→ **SHORT PROBLEM 1**:
Answer these from the passage on national diets and body shapes:
(a) What does the majority of an average American's diet rely on?
(b) What does the writer think a sausage consists of?
(c) In which country did the writer find a chorizo made of only those ingredients?
→ **SHORT PROBLEM 2**: Resume the passage on national diets and body shapes, picking up after its final sentence.

Have you ever wondered why Japanese women all appear to be ageless, gliding through Earth, slim and ethereal, like they knew the secret of forever beauty? Have you admired the feminine, curvy and healthy bodies of French women, or the suntanned, toned shape of the Spanish? Have you ever tried to compare the dinner plates of all these nations with yours, figuring that the difference in body shapes might be connected with the variation and calorie content of the food on that plate? Well, if you haven’t, let me give you a helping hand.

If you look at the menu of an average American, you will find that the majority of their diet relies on heavily processed meals, canned, frozen, ready-made courses which don’t even remember what natural food looks like. There are a lot of preservatives and refined carbs added, and one can just wonder why on earth is added sugar needed for a piece of sausage.

In my mind, a sausage consists of meat and spices. When I went to Spain, I was positively surprised that in their chorizo there are actually only these ingredients present. If I pick up a pack of sausage in America (or likewise, in the UK), I will find 10 different E-s, sugar, gluten, lactose, skin and God knows what else in that poor thing that pretends to be an actual sausage.

[Dataset rows]

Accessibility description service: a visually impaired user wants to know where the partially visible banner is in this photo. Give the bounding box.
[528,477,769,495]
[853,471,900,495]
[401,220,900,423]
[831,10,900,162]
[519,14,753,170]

→ **REPLY 1**:
(a) Heavily processed meals: canned, frozen and ready-made courses.
(b) Meat and spices.
(c) Spain.

→ **REPLY 2**:
The fact, that the American and British diet mainly consists of pancakes, pasta, bread, chips, sweets and more carbs (even hidden ones, in products that are advertised as “healthy”, like cold cuts or “low fat” yoghurts), all in enlarged portions, results in the highest calorie intake in the world. Studies show that the average calorie-intake of Americans is 3.770 kCal per day, which is more than twice as much as the intake of people on the other end of the list, and a bit more than 1.000 kCal more than the suggested, healthy intake of a fully grown man who does not lead a particularly active lifestyle.

If we accept the simple fact, that extra calories lead to weight gain and decreased calories result in weight loss, it is easy work out the equation. Nations on the top of the fat-list are most likely consuming more calories than needed, and if we compare the studies showing the average calorie intake of countries to the fat-list, we will surely see the connection.

Average caloric intake by country

As we discussed earlier, Americans consume the most calories, which is down to their poor choices with regards to their diet and the supply of processed food-imitations in the supermarket. One piece of jam doughnut contains as much calories as five apples, or a green salad with a slice of skinless grilled chicken, but until you can easily work your way through four doughnuts in a heartbeat, and would ask for more, eating four bowls of salad with lean meat would definitely fill you up and you couldn’t think of food for a long while. And this is exactly what the Mediterranean countries do!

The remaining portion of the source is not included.